____ SOURCE
Cette performance, pensée comme la somme de l’efficacité (atteindre ses objectifs) et de l’efficience (avec le moins de moyens possibles) constitue, selon l’auteur, une addiction à laquelle nous devons nombre de nos maux. Sa critique peut se rassembler en quatre points :
L’optimisation (en vue d’être plus performant) fragilise.
L’optimisation, qui se trouve être au cœur des métiers du conseil, consiste à s’ajuster au plus près de l’environnement, c’est-à-dire à diminuer les marges de manœuvre. Or l’environnement est de plus en plus fluctuant, non seulement dans le domaine du climat comme les récentes et gigantesques inondations à Valence en Espagne nous l’ont une fois de plus démontré, mais aussi dans nos systèmes économiques fragiles, parce que suroptimisés (par exemple la panne informatique des systèmes Windows, l’été dernier, causée par un problème chez le fournisseur Crowdstrike). Ce qui est optimisé aujourd’hui ne l’est pas du tout demain et entraîne de la fragilité.
________
____ INFORMATIONS AFFICHÉES
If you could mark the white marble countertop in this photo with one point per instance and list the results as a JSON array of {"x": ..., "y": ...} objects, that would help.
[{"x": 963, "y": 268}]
________
*LISTE DES TÂCHES:*
1. Répondez à ces questions sur le texte consacré à la performance :
(a) De quelles deux notions la performance est-elle pensée comme la somme ?
(b) Au cœur de quels métiers l'optimisation se trouve-t-elle ?
(c) Chez quel fournisseur se situe le problème à l'origine de la panne informatique des systèmes Windows ?
2. Rédigez, s'il vous plaît, la suite du texte consacré à la performance, à partir de sa dernière phrase.

*RÉPONSES PAR TÂCHE:*
1.
(a) L'efficacité et l'efficience.
(b) Les métiers du conseil.
(c) Crowdstrike.

2.
L’effet rebond
Nous pourrions imaginer compter sur notre capacité à être de plus en plus performants pour résoudre nos difficultés. Ainsi, par exemple, face à la crise climatique, certains pensent que l’accroissement de la performance énergétique va nous permettre de vivre comme avant (avec la même efficacité) en devenant plus efficients : avions verts, électricité sans CO2, etc. Cependant, nous constatons qu’une amélioration de la performance énergétique appelle invariablement un accroissement de l’usage. Comme le coût diminue, il devient possible d’en consommer plus et cette augmentation dépasse l’économie constatée de prime abord. C’est l’effet rebond, qui amène à une situation inverse de celle que nous pouvions espérer : une sobriété qui sert de levier à une consommation encore plus grande de ressources.
La loi de Goodhart
Cette loi stipule que « lorsqu'une mesure devient un objectif, elle cesse d'être fiable. »
Elle a été formulée par un économiste, Charles GoodHart, en 1975 et elle s’applique bien aux indicateurs de performance.
Formulée autrement, la loi dit que l’atteinte de la valeur de l’objectif ou de la mesure se substitue à l’atteinte de l’objectif qu’on essaye de mesurer.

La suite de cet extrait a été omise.